• Your objective: Continue the personal blog post about the year 2013, starting after its final sentence.

• Document passage:
++++++
I feel older this year. It has only been a few weeks and already I feel older like this year is going to be quite a learning experience. It has been a while since I wrote here. I have few if any readers, and that is ok. I have a hard time sharing my thoughts and feelings with people. I can talk about random crap all day long, but my feelings are different than those surface thoughts.
I need to get it out of my head though. So I'm going to write about it. I'm going to tell you about last year. It was 2013 and I learned some important lessons. The year started with a blackout night. I drank way too much on the New Years night. I spent most of the following day recovering. I think Josh and I got donuts, but that might have been a different day.
My girlfriend Amber moved to Portland to follow her dream, but it didn't work out and she moved back a few months later. During this time I was working as "The Cart Guy" at the golf course in Tumwater. I listened to books on tape, like "Mastery" and "How to Win Friends and Influence People". I spent a lot of time listening to music too, but some of the best times were spent listening to some guy tell me about the importance of some or another human trait.
At this time I lived with someone who I thought I knew. It was almost a full year at that apartment. It was a cool spot, one of the only places in this city with a Parking Garage. From our balcony you could see a shape in the parking-lot outside that looked like a tear-drop. We were pretty sure that it used to be a pool. There were some good times at that apartment, then somewhere along the way things changed between him and I.
He had his own life and I had mine, but at some point I could tell that things were different. Peter and I had similar lives as kids. Not exactly the same, but still similar. He was someone that I felt that I understood, and I felt that he understood me as well. In every human to human relationship there are little things that get in the way of the enjoyment. I guess for him there were just too many things between he and I.
++++++
• Given material:
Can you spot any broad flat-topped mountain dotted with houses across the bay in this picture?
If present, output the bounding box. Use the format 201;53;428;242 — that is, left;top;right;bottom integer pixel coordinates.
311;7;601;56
++++++
• Your response:
One day his hostility could no longer be contained and it revealed itself. An awful friend breakup ensued. I left him, but he had told me he wanted me out. I could have handled it much better I'm sure, but at the time leaving as quickly as possible felt like the best choice. Why prolong the suffering? The principle behind ripping adhesive bandages off expeditiously.
I moved in with Amber again. At the time her and I were having a rough patch. When she moved to Portland I told her I did not want to be in a distanced relationship because I don't believe they work. When she came back I told her that I didn't want to get right back together because I thought it would be a bad idea. I still loved her, but I wasn't sure if it was smart. It has been tough at times, but I have learned much and it has all been worth it.
One of my co-workers at the golf course sold me a scooter for very cheap. It is a pretty dependable machine, and I am very fond of it. The scooter has allowed me to get a job a bit further away from where I live, one with benefits. Many people have had the job that I have now as outsourced customer service, and have had pretty awful experiences. My experience hasn't been so bad.
I'm learning to play by the rules for the most part. It is a bit of a struggle for me, because there is something inside of me that urges me to rebel. To rebel against basically anything that I'm supposed to do. I don't really know what that is all about, but there it is and there it seems likely to remain.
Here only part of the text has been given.